-- PASSAGE SHOWN start --
It's not likely that they are going to steal your identity. By "no good use" I
mean that they want your SSN for their databases, perhaps running preemptive
background and credit checks, matching up your past employment history, etc,
etc.

It's done, now. Can't get the water coloring back out of the pool. If you are
worried about theft you can do a fraud alert / hold with the three credit
agencies: TRW, Experian, and the other one I always forget.

Just don't do that again. :)

------
icey
It sounds fishy. Is a background or credit check part of your pre-hire
approval? If not, there is no reason for them to ask for this information
without you being there to fill out a W2, as aristus mentioned.

If they can't tell you specifically why they need this information in very
concrete details, do not give it out. (I see that you've already given them
this information, but be sure to be more careful in the future.)
-- PASSAGE SHOWN end --
-- ENTRIES SHOWN start --
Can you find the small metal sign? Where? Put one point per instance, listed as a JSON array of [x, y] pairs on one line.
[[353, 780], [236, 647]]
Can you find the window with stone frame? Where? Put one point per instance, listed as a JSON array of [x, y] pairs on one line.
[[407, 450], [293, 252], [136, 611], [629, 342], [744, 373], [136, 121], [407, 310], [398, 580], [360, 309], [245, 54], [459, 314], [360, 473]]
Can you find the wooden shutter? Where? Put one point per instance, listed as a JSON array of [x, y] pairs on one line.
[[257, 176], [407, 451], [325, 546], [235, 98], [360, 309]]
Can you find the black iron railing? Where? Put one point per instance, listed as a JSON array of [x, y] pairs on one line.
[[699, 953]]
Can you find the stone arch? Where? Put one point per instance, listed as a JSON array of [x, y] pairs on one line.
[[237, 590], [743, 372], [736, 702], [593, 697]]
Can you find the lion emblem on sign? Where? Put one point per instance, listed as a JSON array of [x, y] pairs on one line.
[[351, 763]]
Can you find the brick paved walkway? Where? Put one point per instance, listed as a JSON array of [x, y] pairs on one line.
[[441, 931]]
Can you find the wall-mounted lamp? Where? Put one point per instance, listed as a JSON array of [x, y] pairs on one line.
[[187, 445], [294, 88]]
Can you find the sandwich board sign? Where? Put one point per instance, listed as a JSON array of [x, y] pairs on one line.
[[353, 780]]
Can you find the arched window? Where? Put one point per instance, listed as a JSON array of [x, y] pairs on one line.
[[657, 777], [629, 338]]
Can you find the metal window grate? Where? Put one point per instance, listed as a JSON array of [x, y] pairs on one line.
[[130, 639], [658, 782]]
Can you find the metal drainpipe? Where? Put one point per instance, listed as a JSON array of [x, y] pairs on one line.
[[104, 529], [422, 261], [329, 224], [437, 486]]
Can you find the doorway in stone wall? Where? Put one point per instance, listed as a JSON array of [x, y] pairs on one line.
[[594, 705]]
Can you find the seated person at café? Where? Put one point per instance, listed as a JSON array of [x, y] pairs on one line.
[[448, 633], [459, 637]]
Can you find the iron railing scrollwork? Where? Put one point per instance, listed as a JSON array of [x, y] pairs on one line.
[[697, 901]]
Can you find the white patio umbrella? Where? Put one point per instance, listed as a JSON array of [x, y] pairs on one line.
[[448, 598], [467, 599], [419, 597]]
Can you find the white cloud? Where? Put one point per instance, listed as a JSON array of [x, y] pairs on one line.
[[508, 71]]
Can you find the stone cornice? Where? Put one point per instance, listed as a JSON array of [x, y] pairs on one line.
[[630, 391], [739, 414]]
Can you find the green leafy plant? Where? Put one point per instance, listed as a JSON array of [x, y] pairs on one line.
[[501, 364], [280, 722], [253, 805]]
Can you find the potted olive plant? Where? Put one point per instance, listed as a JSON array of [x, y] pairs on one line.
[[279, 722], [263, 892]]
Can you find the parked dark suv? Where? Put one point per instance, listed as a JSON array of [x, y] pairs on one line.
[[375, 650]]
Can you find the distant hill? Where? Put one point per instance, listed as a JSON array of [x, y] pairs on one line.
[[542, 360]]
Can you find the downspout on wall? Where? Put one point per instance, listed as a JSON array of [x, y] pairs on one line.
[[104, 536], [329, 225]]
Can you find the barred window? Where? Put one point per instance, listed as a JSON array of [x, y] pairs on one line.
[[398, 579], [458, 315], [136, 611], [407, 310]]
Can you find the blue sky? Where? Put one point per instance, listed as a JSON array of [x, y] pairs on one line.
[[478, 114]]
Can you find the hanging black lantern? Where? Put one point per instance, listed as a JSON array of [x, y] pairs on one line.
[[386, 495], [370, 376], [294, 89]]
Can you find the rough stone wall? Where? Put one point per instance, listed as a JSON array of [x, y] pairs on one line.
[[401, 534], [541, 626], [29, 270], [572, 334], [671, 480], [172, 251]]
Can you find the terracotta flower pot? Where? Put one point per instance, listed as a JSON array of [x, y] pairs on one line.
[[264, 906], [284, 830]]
-- ENTRIES SHOWN end --
PROBLEM STATEMENT:
In the thread about sharing an SSN, list each use the first comment says the company may have for the number.

CORRECT ANSWER:
- Putting it in their databases
- Running preemptive background and credit checks
- Matching up past employment history